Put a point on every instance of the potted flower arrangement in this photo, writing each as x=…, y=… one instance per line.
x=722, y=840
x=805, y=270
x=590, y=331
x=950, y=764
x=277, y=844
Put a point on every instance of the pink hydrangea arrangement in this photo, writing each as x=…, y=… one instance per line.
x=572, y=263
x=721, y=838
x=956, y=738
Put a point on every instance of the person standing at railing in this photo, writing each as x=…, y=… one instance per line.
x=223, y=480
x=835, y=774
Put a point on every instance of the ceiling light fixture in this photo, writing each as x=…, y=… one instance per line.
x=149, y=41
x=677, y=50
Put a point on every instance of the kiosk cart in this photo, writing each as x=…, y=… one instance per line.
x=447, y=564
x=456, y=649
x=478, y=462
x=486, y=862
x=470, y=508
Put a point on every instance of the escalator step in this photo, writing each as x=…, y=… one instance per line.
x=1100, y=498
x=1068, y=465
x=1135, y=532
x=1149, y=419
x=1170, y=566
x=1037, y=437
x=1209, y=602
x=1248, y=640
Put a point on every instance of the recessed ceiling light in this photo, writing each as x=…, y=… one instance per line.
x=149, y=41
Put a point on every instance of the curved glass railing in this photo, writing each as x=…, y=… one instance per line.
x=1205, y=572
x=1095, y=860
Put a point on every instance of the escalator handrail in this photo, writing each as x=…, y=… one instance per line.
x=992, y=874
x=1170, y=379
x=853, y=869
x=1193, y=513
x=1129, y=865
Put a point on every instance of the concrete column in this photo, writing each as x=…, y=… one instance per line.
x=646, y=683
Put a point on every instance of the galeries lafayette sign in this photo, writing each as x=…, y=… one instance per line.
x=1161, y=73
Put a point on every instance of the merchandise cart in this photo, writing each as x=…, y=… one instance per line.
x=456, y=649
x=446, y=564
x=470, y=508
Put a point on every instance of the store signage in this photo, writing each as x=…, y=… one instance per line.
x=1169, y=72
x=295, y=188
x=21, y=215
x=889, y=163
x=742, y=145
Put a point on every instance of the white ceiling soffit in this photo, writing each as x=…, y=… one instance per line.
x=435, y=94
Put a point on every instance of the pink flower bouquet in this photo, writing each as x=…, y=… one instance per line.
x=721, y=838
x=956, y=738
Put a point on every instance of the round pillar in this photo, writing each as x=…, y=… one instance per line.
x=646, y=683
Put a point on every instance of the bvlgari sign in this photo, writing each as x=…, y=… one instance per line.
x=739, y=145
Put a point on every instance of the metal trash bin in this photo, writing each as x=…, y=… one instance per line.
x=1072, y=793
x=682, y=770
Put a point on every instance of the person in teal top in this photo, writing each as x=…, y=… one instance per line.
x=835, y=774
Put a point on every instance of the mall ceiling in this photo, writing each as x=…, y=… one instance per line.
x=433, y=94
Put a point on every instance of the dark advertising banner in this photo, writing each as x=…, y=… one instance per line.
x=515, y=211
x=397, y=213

====

**Your objective:**
Reproduce the lines above from the one containing "Put a point on every instance of the store" through the one containing "x=742, y=145", including both of those lines, with no changes.

**Solution to this problem:**
Put a point on every instance of the store signage in this photo, writing each as x=…, y=… one instance per line.
x=1169, y=72
x=295, y=188
x=21, y=215
x=889, y=163
x=742, y=145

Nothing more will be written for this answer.